start Page
[<prev] [next>] [<thread-prev] [thread-next>] [day] [month] [year] [list]
Message-ID: <20200907112346.GD16029@zn.tnic>
Date: Mon, 7 Sep 2020 13:23:46 +0200
From: Borislav Petkov <bp@...en8.de>
To: "Jason A. Donenfeld" <Jason@...c4.com>
Cc: Srinivas Pandruvada <srinivas.pandruvada@...ux.intel.com>,
kitsunyan <kitsunyan@...mail.cc>, X86 ML <x86@...nel.org>,
LKML <linux-kernel@...r.kernel.org>
Subject: Re: [PATCH] x86/msr: do not warn on writes to OC_MAILBOX
On Mon, Sep 07, 2020 at 01:15:14PM +0200, Jason A. Donenfeld wrote:
> Gotcha. So your perspective is that the goal is actually to have no
> list at all in the end, because all MSR writes should go through sysfs
> interfaces and such, always? I certainly like that goal -- it'd make a
> whole lot of CPU functionality a lot more discoverable and easier to
> tinker with. In practice, it seems like that's a hard goal to
> accomplish, with different MSRs having different semantics and
> meanings of different bit offsets, and a great deal of them aren't
> actually publicly documented by Intel. Were you hoping to just handle
> these piece by piece, and eventually Linux will have a decent
> compendium of MSRs? That sure would be nice.
end Page
→ **What the task requires**
Extend the mailing list message about MSR writes and OC_MAILBOX, picking up after its last sentence. The data is not needed for this.
start Given data
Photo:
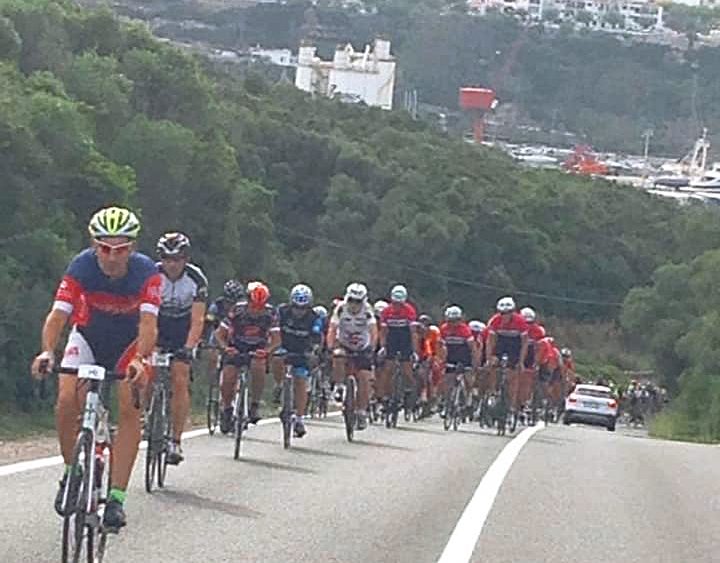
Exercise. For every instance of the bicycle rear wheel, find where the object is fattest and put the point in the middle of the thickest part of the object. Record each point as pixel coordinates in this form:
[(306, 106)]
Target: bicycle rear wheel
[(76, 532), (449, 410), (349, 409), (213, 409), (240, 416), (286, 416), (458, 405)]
end Given data
start Given data
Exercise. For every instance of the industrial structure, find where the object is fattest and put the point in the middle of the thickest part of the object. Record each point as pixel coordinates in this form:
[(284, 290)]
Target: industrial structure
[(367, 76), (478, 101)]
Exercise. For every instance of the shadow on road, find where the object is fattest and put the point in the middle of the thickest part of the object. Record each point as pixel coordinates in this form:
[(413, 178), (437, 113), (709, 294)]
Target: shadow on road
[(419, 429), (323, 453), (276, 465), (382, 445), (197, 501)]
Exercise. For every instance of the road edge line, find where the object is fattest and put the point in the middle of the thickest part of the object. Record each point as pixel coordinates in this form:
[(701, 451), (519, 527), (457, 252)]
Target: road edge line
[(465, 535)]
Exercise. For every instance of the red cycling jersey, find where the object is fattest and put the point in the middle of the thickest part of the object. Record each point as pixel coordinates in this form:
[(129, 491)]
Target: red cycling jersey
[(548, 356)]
end Given data
→ **Result for this task**
Yes to all of the above.
The MSRs should not have been exposed to userspace in the first place.
See the commit message of:
a7e1f67ed29f ("x86/msr: Filter MSR writes")
for why not.
> Is Intel on board with that plan?
They better be. Like the other vendors who have MSRs too.
--
Regards/Gruss,
Boris.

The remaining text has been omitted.